**AIM**: Reproduce these lines word for word, starting with the line that contains "Annotation task: tag one point per instance of the green" and continuing through the last line of the records.

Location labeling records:
* * * * * * * * *
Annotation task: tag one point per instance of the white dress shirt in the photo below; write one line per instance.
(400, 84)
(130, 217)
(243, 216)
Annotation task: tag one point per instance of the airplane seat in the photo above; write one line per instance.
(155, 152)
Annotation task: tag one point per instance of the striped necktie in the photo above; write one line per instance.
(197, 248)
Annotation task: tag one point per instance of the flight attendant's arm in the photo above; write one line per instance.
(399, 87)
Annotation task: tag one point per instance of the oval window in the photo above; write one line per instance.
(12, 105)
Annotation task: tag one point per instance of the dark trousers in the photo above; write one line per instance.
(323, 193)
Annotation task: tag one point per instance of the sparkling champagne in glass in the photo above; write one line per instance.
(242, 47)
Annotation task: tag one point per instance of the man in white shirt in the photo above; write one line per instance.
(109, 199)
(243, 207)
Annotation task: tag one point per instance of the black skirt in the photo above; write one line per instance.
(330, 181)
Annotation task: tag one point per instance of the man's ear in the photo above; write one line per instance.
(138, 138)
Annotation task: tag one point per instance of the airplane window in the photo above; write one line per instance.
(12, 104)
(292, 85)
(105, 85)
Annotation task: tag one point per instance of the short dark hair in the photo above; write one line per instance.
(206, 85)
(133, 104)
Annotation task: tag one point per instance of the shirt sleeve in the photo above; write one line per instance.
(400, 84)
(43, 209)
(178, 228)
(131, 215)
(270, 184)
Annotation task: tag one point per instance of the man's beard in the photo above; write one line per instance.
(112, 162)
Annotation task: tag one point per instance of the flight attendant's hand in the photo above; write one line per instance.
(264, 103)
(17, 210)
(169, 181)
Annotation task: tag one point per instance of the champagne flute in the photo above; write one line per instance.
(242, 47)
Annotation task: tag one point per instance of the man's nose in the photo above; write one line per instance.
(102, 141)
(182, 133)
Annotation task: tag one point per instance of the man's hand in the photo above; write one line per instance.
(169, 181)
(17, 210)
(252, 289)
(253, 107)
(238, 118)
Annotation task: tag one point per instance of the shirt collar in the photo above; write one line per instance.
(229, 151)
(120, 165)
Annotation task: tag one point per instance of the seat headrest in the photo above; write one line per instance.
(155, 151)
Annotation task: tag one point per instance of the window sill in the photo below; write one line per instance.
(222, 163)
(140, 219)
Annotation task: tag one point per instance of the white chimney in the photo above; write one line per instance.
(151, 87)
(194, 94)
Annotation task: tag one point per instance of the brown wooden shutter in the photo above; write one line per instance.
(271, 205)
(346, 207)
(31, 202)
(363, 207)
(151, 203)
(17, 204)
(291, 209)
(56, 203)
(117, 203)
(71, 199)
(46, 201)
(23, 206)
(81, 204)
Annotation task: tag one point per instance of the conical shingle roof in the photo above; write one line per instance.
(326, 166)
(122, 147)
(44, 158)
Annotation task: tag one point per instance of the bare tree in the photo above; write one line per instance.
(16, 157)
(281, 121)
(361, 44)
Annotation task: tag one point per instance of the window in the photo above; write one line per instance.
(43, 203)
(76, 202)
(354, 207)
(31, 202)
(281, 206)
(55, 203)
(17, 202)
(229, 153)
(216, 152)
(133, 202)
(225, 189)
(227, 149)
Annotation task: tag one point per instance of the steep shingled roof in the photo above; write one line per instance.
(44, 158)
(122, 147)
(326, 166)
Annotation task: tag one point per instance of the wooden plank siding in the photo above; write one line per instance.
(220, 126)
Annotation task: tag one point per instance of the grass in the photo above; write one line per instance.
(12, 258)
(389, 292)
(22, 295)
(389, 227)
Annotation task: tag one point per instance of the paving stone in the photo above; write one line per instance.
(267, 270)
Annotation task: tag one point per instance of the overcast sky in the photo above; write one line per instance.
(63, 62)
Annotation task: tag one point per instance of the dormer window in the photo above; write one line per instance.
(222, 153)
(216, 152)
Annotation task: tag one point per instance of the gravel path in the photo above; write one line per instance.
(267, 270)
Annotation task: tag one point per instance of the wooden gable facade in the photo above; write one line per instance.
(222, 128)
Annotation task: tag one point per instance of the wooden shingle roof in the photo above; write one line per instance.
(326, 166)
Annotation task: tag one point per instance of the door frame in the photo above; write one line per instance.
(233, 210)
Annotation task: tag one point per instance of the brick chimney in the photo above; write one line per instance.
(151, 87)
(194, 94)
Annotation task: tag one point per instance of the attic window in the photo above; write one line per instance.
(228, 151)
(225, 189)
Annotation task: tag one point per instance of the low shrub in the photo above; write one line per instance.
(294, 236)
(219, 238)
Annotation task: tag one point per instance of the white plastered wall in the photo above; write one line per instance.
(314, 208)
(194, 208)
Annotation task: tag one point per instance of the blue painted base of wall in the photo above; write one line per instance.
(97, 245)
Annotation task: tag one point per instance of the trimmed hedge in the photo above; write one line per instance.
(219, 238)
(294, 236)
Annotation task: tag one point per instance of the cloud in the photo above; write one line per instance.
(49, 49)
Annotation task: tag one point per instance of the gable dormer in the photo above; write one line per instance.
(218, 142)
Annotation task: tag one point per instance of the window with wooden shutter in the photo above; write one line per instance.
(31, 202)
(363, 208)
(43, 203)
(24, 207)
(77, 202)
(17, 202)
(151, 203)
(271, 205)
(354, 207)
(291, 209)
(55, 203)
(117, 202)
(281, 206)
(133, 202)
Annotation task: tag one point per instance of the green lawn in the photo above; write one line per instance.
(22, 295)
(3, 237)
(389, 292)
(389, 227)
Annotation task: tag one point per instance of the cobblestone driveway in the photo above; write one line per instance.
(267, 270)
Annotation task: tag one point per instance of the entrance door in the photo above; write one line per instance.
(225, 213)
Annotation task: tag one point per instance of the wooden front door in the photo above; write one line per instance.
* * * * * * * * *
**CORRECT ANSWER**:
Annotation task: tag one point per instance of the green lawn in the photo above; write one line per instance.
(22, 295)
(3, 237)
(389, 292)
(389, 227)
Annotation task: tag one point per instance of the cobblestone driveway in the photo above; write one line per instance.
(267, 270)
Annotation task: tag one point per instance of the entrance door in the photo above; write one line per instance.
(225, 213)
Annotation task: tag one point per instance of the wooden front door in the photo above; write one line per instance.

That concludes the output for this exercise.